Task set:
1. According to the Pottermore article, which three book retailers did Rowling tell where they can shove their DRM?
2. From the Pottermore article, extract the passage verbatim, starting at the words "To be fair, there" and ending after "bookseller? And publishers?".
3. Continue the Pottermore article from its last sentence.

Extract provided:
JK Rowling, Pottermore and the Future

As far as moments in publishing go, the launch of Pottermore is massive. But what makes it momentous is that, for the first time in contemporary publishing, an author has dictated to the biggest names in book-retailing. To put not too fine a point on them, she has told Amazon, Apple and Barnes and Noble exactly where they can shove their DRM. That kind of authorial power is rare and truly magnificent in its scope.

The watermarking system of the Potter books is a much nicer approach to treating readers like trustworthy human beings rather than the Draconian (mm, puns) hammerlock of DRM. If the book is pirated, it can be traced. It’s probably more effort than its worth but at least Rowling is not treating her readers like criminals. I have discussed book piracy before, and my friends have offered superb links in the comments thread there, so this is an interesting and refreshing approach to DRM.

To be fair, there are maybe ten authors alive that could pull off something as big as this. My bet would be that if James Patterson, Danielle Steel, Jeff Kinney and that ilk decided to get their own online stores and sell their books directly, there’s not much outside a watertight publishing contact that could stop them. And big money means big lawyers to break those contracts. So where does that leave the humble bookseller? And publishers?

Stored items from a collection
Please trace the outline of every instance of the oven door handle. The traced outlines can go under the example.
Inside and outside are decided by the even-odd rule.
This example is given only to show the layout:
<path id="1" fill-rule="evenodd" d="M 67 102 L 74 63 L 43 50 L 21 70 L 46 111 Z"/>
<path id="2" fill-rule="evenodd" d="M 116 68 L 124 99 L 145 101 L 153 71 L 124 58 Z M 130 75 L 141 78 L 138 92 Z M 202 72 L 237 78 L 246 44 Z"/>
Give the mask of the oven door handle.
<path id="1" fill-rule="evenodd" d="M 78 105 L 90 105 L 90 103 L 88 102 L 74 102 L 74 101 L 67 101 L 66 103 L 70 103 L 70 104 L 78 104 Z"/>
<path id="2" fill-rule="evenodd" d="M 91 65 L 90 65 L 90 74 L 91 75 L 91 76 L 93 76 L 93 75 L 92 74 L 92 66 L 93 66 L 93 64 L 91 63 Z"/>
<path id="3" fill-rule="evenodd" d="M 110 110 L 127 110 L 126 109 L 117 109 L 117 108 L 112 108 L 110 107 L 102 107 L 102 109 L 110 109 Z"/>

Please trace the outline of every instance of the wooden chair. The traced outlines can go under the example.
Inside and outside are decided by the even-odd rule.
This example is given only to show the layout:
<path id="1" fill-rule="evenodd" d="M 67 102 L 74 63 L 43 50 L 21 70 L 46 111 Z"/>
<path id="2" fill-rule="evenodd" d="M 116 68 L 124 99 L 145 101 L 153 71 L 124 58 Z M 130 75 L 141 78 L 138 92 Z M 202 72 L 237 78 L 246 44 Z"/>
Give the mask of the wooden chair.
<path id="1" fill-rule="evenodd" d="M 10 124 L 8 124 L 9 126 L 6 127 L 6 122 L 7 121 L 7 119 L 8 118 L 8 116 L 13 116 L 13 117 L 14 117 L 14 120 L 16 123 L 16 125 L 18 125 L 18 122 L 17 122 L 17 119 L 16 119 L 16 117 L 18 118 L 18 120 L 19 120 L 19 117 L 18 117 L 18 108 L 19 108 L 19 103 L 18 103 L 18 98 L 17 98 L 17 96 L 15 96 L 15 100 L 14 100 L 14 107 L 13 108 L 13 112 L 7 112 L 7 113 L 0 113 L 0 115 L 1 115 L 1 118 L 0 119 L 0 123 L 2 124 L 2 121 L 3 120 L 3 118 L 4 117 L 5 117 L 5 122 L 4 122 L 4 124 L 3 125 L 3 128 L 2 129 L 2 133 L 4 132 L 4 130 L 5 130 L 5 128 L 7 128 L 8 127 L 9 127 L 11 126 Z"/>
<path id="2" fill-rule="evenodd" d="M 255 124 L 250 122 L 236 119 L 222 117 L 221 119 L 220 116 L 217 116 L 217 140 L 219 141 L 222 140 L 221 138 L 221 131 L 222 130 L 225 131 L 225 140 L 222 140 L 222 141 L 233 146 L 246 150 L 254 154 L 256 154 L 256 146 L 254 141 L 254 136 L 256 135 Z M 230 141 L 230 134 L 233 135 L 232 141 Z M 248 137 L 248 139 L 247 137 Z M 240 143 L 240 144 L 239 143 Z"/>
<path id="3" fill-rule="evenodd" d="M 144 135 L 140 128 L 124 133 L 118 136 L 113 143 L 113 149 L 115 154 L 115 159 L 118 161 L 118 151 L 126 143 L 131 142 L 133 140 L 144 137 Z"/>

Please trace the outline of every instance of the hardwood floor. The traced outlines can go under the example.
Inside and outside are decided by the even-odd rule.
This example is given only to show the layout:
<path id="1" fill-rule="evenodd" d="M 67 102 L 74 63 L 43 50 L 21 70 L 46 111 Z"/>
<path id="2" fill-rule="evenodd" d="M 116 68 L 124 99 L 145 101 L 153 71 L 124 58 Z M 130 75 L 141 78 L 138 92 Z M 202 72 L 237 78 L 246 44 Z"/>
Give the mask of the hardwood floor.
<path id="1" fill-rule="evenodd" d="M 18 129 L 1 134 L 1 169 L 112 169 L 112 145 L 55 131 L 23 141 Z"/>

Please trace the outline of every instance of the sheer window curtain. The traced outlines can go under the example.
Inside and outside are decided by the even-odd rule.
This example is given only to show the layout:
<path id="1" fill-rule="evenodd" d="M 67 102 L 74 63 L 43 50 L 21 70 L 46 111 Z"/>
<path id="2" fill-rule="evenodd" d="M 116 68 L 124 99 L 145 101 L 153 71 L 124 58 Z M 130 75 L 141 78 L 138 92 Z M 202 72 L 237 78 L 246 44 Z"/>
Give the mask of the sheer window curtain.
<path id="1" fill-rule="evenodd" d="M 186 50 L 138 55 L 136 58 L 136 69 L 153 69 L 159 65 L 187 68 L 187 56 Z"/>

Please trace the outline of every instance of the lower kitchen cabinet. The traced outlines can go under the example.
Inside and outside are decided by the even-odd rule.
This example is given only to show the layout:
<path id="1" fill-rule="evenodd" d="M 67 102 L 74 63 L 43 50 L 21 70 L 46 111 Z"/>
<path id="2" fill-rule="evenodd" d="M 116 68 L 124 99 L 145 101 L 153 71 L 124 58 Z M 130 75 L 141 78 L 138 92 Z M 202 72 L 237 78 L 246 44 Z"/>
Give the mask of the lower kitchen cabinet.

Answers to the exercises:
1. Amazon, Apple and Barnes and Noble.

2.
To be fair, there are maybe ten authors alive that could pull off something as big as this. My bet would be that if James Patterson, Danielle Steel, Jeff Kinney and that ilk decided to get their own online stores and sell their books directly, there’s not much outside a watertight publishing contact that could stop them. And big money means big lawyers to break those contracts. So where does that leave the humble bookseller? And publishers?

3.
For booksellers, the doom and gloom is unnecessary. Most authors don’t have the wherewithal to be able to bypass the retail chain. Honestly, JK Rowling is a rock star amongst writers. The Telegraph shares these facts:

69 Different languages that the Harry Potter books have been published in.

400 million Copies estimated that the Potter books have sold worldwide. It is considered the fastest selling book of all time.

200 Countries in which the books have been published.

Her record-breaking sales and allure as an author gives her power that 99% of the world’s authors do not have. The reason self-publishing hasn’t been able to put a dent in the publishing world at large is because publishers still give authors a platform and help they would not have alone. (Selling your own books is much like door-to-door insurance selling. Thankless, tedious and with pitiful payoff.) Amanda Hocking and the untalented EL James of Fifty Shades notoriety are still the only examples of self-published authors gone big. Rowling had to start with a publisher. Now she has outpaced them and given something back to her incredibly loyal readers.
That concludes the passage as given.